» Document segment
Three short weeks into Solving Your Stress Mini-Series I receive this question. How can I not let stress get to me when my mom lives with me? And I have two very narcissistic controlling siblings that are constantly criticizing and telling me what to do. Wow what a question and a dynamic. So do you feel like you need to take a breath after reading that? I sure do. While they don't mean to, our own family can be the source of some serious stress in our lives. First, to the person who sent this question to me, I think you need to give yourself a pat on the back for being of service to your mom. There are not a lot of people who would step up and do that.

That new dynamic can certainly throw things at us that we least expect which can cause stress. There's a lot that goes into sharing a household with a parent and it certainly makes matters worse when you have family members that are controlling and criticizing from afar.


Have you ever taken a step back and examined whether you are putting yourself into this dynamic of being bullied by your family? Not that you are purposefully allowing it to happen, but what is your role in it? Are you allowing this to go on? Sometimes the hardest thing we have to do is look at what our role is in the dysfunction.

» Written instruction a
Copy the listing below line for line, changing nothing.

» Input for this task
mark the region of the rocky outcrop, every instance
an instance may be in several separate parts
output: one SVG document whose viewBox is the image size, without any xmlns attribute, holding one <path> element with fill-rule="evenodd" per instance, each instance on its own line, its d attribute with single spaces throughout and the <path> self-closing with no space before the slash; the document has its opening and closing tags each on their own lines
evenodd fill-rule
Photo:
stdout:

» Written instruction b
Carry the piece on family stress forward from its last sentence.

» Answer a
mark the region of the rocky outcrop, every instance
an instance may be in several separate parts
output: one SVG document whose viewBox is the image size, without any xmlns attribute, holding one <path> element with fill-rule="evenodd" per instance, each instance on its own line, its d attribute with single spaces throughout and the <path> self-closing with no space before the slash; the document has its opening and closing tags each on their own lines
evenodd fill-rule
Photo:
stdout:

» Answer b
My favorite source of stress minimization for this is:

  • Detach - Don't stay sucked into the drama. Hang up the phone (politely) or excuse yourself. Cool-off.

  • Prioritize - Ask yourself. What is the next thing that needs to happen? Maybe the conversation needs to end right there. Maybe an apology...

  • And execute - Do the thing.

It's causing you stress. It's having an effect on your health. And I'm pretty sure because you live with your mom, that the stress and emotion is flowing over into your relationship causing a reverse effect with your mom feeling stressed out and it's flowing back to you. So what if you just decided to not take it anymore? What if you become the one to call the shots? Don't allow someone else to control you and the situation from afar. It's up to you to put that kind of behavior to rest.

At first it might cause a rift. In fact, expect it. When you decide not to play the game anymore, your family members are going to fight back and try to suck you back in. So at first, expect the stress. You've got to learn to pick your battles. You've got to take responsibility, and you've got to stand up to the people that are creating the stress in your life. Because you are now being responsible and taking ownership, you've got to be the one to step up to have the difficult conversations with your siblings and tell them no more. Offer to have a constructive conversation with positive feedback and suggestions and a willingness to be understanding about the situation. With those boundaries firmly planted you can begin to

move forward in a much less stress filled environment.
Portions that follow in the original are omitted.